• [STATED PROBLEM]
In every entry below, replace "vertex pairs" with "coordinate pairs" and copy all other text unchanged.

[Shape labeling entries]
— Start —
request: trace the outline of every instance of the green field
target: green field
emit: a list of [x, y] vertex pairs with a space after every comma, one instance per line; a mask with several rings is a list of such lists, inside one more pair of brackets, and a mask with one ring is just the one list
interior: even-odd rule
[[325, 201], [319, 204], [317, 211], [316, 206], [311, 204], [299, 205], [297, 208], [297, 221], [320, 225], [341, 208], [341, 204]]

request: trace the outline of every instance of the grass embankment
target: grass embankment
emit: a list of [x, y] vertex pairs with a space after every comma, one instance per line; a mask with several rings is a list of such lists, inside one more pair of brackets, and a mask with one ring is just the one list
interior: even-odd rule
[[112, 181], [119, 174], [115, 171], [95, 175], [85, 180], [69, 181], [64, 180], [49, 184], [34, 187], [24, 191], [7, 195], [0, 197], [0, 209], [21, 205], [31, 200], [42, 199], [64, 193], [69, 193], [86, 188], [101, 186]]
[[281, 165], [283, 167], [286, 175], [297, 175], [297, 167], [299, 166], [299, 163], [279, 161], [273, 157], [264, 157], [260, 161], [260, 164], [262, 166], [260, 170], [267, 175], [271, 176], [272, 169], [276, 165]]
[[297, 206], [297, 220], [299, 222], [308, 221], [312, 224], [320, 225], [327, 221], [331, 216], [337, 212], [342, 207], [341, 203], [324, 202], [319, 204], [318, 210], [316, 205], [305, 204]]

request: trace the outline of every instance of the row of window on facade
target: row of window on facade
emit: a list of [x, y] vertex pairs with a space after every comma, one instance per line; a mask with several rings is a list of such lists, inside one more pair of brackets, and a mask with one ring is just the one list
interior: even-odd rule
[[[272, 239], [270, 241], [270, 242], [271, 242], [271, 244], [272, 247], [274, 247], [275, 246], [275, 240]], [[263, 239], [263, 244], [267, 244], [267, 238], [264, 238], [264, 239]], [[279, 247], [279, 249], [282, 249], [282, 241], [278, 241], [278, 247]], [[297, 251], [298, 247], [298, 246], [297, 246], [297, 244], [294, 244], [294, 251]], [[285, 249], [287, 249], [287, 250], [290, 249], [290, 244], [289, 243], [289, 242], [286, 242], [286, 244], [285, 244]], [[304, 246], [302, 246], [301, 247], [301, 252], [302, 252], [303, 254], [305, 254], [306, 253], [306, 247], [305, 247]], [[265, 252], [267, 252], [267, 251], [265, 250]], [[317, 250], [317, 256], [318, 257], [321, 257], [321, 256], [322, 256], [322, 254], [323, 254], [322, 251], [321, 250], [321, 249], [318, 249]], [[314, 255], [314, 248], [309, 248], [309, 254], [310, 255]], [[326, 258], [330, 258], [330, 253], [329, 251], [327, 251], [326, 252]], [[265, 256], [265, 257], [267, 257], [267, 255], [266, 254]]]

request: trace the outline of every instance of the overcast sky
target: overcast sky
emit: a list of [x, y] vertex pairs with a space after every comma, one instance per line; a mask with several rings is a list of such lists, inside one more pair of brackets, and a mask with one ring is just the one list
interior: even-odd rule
— End —
• [TASK ANSWER]
request: trace the outline of every instance of the green field
target: green field
emit: a list of [x, y] coordinate pairs with a space after every comma, one instance per line; a mask with several rings is a list of such lists, inside one more pair of brackets, and a mask with one ring is just the one list
interior: even-odd rule
[[325, 201], [319, 204], [317, 211], [316, 206], [311, 204], [299, 205], [297, 208], [297, 221], [320, 225], [341, 208], [341, 204]]

request: trace the outline of every instance of the grass embankment
target: grass embankment
emit: a list of [x, y] coordinate pairs with a space after every comma, one instance per line; a mask with several rings is a list of such lists, inside one more pair of brackets, and a mask with one ring is just the one list
interior: even-odd rule
[[112, 181], [119, 174], [115, 171], [95, 175], [85, 180], [69, 181], [64, 180], [49, 184], [34, 187], [24, 191], [7, 195], [0, 197], [0, 209], [21, 205], [31, 200], [42, 199], [64, 193], [69, 193], [86, 188], [101, 186]]
[[281, 165], [283, 167], [286, 175], [297, 175], [297, 167], [299, 166], [299, 163], [279, 161], [273, 157], [264, 157], [260, 161], [260, 164], [262, 166], [260, 170], [267, 175], [271, 176], [272, 169], [276, 165]]
[[297, 206], [297, 220], [299, 222], [308, 221], [312, 224], [320, 225], [327, 221], [331, 216], [337, 212], [342, 207], [341, 203], [324, 202], [319, 204], [318, 210], [316, 205], [305, 204]]

request: trace the outline of every instance of the row of window on facade
target: row of window on facade
emit: a list of [x, y] coordinate pairs with a space after every comma, one instance per line; a mask with several rings is a list of such lists, inside one more pair of brackets, and a mask with one ring is just the one list
interior: even-odd rule
[[[272, 239], [270, 241], [270, 242], [271, 242], [271, 244], [272, 247], [274, 247], [275, 246], [275, 240]], [[263, 239], [263, 244], [267, 244], [267, 238], [264, 238], [264, 239]], [[279, 247], [279, 249], [282, 249], [282, 241], [278, 241], [278, 247]], [[297, 251], [298, 247], [298, 246], [297, 246], [297, 244], [294, 244], [294, 251]], [[285, 249], [287, 249], [287, 250], [290, 249], [290, 244], [289, 243], [289, 242], [286, 242], [286, 244], [285, 244]], [[304, 246], [302, 246], [301, 247], [301, 252], [302, 252], [303, 254], [305, 254], [306, 253], [306, 247], [305, 247]], [[265, 252], [267, 252], [267, 251], [265, 250]], [[317, 250], [317, 256], [318, 257], [321, 257], [321, 256], [322, 256], [322, 254], [323, 254], [322, 251], [321, 250], [321, 249], [318, 249]], [[314, 255], [314, 248], [309, 248], [309, 254], [310, 255]], [[326, 258], [330, 258], [330, 253], [329, 251], [327, 251], [326, 252]], [[265, 256], [265, 257], [267, 257], [267, 255], [266, 254]]]

request: trace the outline of every instance of the overcast sky
target: overcast sky
emit: a list of [x, y] coordinate pairs with a space after every comma, one instance per line; a mask with several rings is a list of such lists, inside one more pair of brackets, and a mask with one ring is just the one list
interior: even-odd rule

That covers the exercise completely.